Within the records, which lines hold the string "front"? Report each one by copying it.
┌─ Recorded data
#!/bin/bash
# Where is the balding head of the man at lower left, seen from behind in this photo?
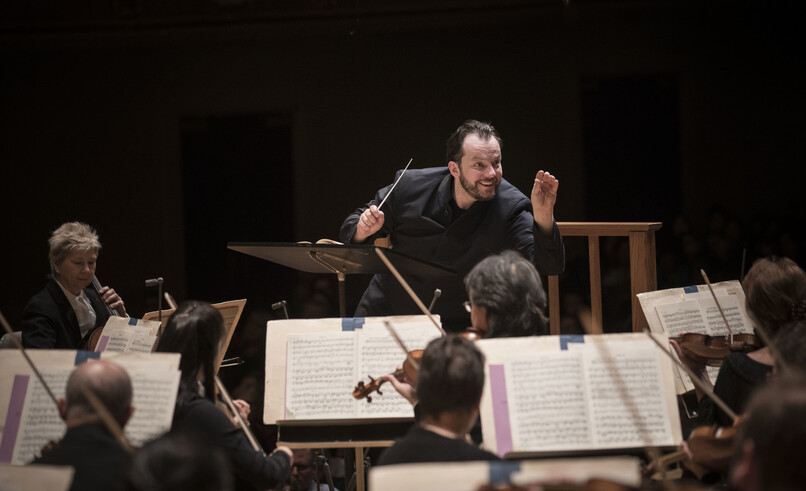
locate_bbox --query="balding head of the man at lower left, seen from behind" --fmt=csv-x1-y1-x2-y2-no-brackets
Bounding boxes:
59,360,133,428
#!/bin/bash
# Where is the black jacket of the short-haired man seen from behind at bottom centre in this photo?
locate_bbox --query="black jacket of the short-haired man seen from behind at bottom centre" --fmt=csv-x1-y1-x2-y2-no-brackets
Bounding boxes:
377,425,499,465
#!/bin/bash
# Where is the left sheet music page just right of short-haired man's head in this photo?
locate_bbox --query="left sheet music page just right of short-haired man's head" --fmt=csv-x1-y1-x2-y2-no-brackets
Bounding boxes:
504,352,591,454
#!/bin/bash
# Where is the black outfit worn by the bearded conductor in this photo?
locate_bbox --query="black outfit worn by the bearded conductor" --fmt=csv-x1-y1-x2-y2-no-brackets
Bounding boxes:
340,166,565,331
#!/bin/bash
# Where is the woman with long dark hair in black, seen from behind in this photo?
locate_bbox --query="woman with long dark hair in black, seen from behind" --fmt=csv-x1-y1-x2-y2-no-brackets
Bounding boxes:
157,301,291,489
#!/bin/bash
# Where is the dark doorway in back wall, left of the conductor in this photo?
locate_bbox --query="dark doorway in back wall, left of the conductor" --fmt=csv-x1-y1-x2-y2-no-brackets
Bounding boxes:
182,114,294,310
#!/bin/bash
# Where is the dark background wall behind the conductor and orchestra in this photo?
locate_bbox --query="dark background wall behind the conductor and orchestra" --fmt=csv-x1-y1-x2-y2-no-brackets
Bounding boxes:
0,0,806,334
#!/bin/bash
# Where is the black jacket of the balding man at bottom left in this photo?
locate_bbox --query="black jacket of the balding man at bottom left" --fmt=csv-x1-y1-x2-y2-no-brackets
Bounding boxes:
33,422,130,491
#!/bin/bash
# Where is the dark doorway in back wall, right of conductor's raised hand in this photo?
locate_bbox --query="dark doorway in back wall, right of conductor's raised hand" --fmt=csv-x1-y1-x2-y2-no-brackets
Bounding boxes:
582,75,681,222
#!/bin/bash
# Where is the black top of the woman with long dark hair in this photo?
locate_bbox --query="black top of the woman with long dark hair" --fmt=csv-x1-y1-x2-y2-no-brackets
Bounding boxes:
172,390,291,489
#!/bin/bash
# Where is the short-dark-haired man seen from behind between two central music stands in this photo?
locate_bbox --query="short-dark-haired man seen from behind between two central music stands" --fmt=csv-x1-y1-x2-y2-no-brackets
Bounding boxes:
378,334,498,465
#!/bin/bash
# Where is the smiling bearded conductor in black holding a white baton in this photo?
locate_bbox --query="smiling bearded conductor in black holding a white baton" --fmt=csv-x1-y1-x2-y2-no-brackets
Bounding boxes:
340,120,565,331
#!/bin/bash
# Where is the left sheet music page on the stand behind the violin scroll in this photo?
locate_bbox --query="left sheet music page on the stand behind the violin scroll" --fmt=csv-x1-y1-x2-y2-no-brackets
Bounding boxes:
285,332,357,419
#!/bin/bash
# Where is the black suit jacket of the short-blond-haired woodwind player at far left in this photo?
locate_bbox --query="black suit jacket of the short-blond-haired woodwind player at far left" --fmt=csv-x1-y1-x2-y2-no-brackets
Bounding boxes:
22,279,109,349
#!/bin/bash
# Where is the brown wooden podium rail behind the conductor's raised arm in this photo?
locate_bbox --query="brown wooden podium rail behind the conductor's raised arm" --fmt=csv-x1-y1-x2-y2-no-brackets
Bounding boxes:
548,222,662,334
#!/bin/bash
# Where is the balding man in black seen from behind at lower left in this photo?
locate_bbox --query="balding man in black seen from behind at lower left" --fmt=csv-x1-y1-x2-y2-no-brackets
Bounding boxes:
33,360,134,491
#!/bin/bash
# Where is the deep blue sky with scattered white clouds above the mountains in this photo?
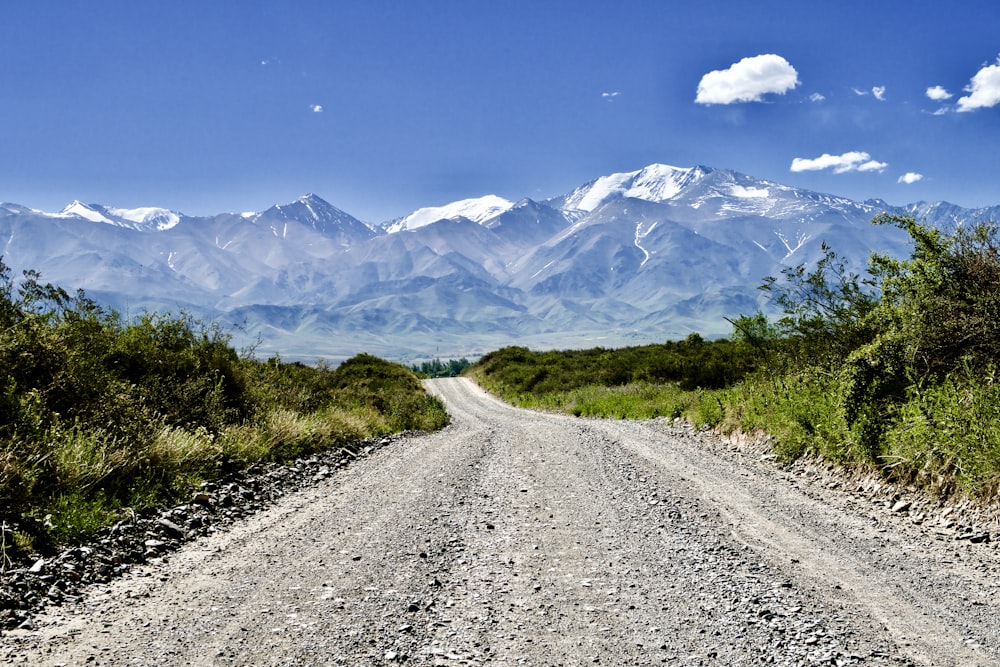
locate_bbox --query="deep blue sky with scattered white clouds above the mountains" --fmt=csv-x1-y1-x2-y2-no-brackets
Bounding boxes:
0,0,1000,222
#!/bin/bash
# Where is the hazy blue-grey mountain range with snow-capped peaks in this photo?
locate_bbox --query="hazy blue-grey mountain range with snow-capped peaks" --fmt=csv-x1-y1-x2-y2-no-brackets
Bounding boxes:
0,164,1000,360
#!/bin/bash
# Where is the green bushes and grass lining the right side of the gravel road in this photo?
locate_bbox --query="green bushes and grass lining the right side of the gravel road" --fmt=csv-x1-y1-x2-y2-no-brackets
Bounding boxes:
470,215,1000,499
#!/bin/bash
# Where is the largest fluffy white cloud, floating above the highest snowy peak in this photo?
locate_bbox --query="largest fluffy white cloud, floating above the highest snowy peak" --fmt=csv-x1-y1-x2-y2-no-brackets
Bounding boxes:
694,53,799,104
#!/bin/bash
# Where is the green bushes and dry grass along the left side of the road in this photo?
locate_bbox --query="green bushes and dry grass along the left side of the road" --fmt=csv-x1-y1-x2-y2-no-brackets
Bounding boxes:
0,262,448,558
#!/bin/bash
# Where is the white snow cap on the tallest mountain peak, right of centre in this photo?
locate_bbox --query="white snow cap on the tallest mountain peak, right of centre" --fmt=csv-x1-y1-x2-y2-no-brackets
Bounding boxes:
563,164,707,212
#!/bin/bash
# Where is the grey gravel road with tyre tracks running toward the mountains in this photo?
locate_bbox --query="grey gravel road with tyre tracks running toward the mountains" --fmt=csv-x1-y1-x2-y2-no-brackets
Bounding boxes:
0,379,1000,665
└─
┌─ Recorded data
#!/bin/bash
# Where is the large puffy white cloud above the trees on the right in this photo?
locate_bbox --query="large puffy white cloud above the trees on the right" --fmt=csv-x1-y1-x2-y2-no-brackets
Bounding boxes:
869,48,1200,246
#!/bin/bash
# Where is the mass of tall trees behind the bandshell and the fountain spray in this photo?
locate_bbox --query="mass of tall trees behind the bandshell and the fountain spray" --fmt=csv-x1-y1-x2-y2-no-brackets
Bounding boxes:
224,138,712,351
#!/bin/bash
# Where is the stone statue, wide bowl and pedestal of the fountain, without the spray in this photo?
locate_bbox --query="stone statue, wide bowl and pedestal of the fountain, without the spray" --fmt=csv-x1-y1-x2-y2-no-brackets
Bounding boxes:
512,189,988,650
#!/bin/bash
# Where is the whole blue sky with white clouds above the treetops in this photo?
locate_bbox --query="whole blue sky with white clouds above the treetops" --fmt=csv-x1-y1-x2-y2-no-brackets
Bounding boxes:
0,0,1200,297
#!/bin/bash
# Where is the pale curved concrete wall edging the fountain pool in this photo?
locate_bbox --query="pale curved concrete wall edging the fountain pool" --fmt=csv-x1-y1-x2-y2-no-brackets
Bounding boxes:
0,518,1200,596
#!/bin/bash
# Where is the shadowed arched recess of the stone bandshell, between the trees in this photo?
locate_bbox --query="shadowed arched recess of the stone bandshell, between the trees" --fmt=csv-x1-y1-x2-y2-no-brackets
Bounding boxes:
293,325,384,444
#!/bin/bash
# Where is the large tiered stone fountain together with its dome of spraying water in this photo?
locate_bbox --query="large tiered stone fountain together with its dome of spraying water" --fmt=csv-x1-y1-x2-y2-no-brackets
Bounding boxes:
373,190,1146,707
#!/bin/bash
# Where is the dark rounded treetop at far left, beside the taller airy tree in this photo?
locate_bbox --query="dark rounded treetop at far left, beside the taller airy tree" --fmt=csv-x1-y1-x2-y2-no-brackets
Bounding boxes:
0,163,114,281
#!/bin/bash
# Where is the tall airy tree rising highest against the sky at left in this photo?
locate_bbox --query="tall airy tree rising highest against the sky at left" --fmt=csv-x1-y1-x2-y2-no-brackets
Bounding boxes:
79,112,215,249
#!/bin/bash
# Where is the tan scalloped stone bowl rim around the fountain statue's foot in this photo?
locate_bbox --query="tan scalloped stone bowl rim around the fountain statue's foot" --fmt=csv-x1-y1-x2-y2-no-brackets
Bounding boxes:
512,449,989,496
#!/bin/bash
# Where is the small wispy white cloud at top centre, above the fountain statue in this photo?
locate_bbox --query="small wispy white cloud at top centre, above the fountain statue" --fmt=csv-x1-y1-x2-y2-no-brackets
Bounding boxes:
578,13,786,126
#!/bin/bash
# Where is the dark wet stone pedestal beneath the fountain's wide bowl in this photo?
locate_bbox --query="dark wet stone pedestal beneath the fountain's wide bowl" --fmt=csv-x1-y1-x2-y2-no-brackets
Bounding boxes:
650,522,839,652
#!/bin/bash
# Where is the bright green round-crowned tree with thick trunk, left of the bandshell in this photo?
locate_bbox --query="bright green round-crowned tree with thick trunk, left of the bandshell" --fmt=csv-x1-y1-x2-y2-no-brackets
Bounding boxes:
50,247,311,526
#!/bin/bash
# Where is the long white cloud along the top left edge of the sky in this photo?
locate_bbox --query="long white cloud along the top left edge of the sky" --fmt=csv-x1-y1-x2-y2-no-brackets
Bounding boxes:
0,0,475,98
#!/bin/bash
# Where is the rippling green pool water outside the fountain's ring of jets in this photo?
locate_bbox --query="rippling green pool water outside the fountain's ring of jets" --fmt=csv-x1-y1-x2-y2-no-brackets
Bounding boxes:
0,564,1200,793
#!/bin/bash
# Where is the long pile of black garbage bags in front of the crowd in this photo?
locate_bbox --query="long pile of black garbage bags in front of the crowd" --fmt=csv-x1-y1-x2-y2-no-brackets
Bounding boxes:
└─
**Written response**:
# Where is the long pile of black garbage bags in front of the crowd in this photo?
locate_bbox --query="long pile of black garbage bags in front of the crowd" --fmt=csv-x1-y1-x2-y2-no-brackets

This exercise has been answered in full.